Please retype, unchanged, every line of the material below, starting with the line that contains "Target: green calyx" and going on through the end of the material, both included.
-*-*-
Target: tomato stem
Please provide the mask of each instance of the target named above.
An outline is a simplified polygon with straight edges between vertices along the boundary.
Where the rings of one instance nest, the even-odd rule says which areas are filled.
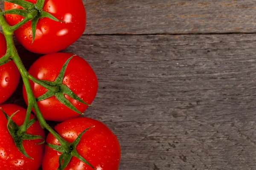
[[[24,24],[26,23],[28,21],[32,20],[35,18],[35,16],[37,15],[38,12],[37,10],[33,10],[30,13],[29,13],[26,17],[23,20],[18,23],[17,24],[11,26],[9,28],[9,31],[13,31],[21,26],[23,25]]]
[[[1,9],[0,8],[0,12],[2,12]],[[6,51],[6,56],[12,59],[17,67],[18,68],[22,79],[24,83],[24,85],[26,89],[26,92],[27,94],[28,97],[28,111],[26,113],[25,121],[24,124],[22,126],[22,128],[19,133],[23,133],[26,131],[28,128],[28,121],[31,114],[31,112],[29,111],[31,108],[33,108],[35,109],[35,114],[37,116],[38,119],[40,123],[41,126],[47,129],[50,133],[51,133],[58,140],[59,142],[62,146],[64,149],[67,152],[70,152],[70,144],[63,139],[58,133],[57,133],[54,129],[53,129],[47,123],[45,119],[44,118],[42,113],[41,113],[39,108],[36,99],[34,96],[32,89],[29,83],[29,80],[28,78],[29,76],[30,78],[32,77],[32,76],[28,76],[30,75],[25,68],[22,61],[19,56],[17,49],[14,45],[13,41],[13,31],[11,31],[10,29],[11,26],[7,23],[5,17],[3,15],[0,15],[0,25],[3,28],[3,34],[6,38],[6,44],[7,46],[7,50]],[[7,59],[8,59],[7,58]],[[0,60],[0,61],[1,60]],[[51,88],[49,86],[48,88]],[[52,88],[52,87],[51,87]],[[56,90],[56,89],[55,89]]]

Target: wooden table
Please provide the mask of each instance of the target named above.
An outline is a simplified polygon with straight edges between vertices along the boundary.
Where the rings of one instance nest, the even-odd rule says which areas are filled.
[[[117,136],[119,170],[256,170],[256,0],[84,2],[64,51],[96,73],[85,113]],[[8,102],[25,106],[21,87]]]

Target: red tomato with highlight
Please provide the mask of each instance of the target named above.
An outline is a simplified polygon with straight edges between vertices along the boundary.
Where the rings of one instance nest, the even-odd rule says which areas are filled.
[[[6,44],[0,33],[0,58],[6,52]],[[16,90],[20,81],[20,72],[13,61],[0,66],[0,104],[5,102]]]
[[[17,110],[20,110],[12,118],[18,126],[24,122],[26,110],[20,106],[13,104],[0,106],[9,116]],[[30,119],[35,116],[32,114]],[[7,129],[7,120],[0,110],[0,170],[37,170],[41,166],[44,154],[44,144],[36,144],[42,142],[42,139],[24,140],[23,145],[25,151],[31,159],[25,156],[16,147],[13,139]],[[40,135],[45,138],[44,131],[37,121],[29,128],[26,133]]]
[[[26,0],[35,3],[37,0]],[[5,11],[22,9],[16,5],[5,3]],[[40,19],[36,26],[35,39],[32,44],[31,22],[16,30],[17,40],[28,50],[35,53],[49,54],[67,48],[82,34],[86,23],[85,9],[81,0],[46,0],[43,10],[57,19]],[[7,22],[11,26],[20,22],[24,17],[17,14],[6,14]]]
[[[30,67],[29,73],[36,78],[54,82],[63,65],[73,54],[57,53],[40,57]],[[94,71],[83,59],[75,56],[70,61],[63,79],[63,84],[69,87],[85,102],[90,104],[96,96],[98,80]],[[30,81],[36,98],[44,94],[47,89]],[[23,95],[27,104],[27,96],[23,86]],[[83,113],[88,106],[67,95],[66,98],[80,111]],[[64,121],[81,116],[61,103],[55,96],[38,102],[44,117],[47,120]]]
[[[116,136],[102,123],[96,120],[81,117],[58,125],[55,129],[63,139],[72,143],[88,128],[95,126],[82,136],[76,147],[78,153],[97,170],[117,170],[121,159],[121,149]],[[51,134],[47,137],[49,143],[60,145]],[[56,170],[61,153],[45,147],[43,160],[43,170]],[[89,165],[73,156],[65,170],[93,170]]]

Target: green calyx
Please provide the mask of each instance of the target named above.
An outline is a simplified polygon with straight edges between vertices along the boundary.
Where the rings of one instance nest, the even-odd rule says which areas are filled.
-*-*-
Written answer:
Target: green calyx
Please provide the mask of each instance of the target named above.
An outline is a simplified polygon with straight edges between vertices along the boundary.
Where the rings of one instance nest, the even-odd rule says which areas are filled.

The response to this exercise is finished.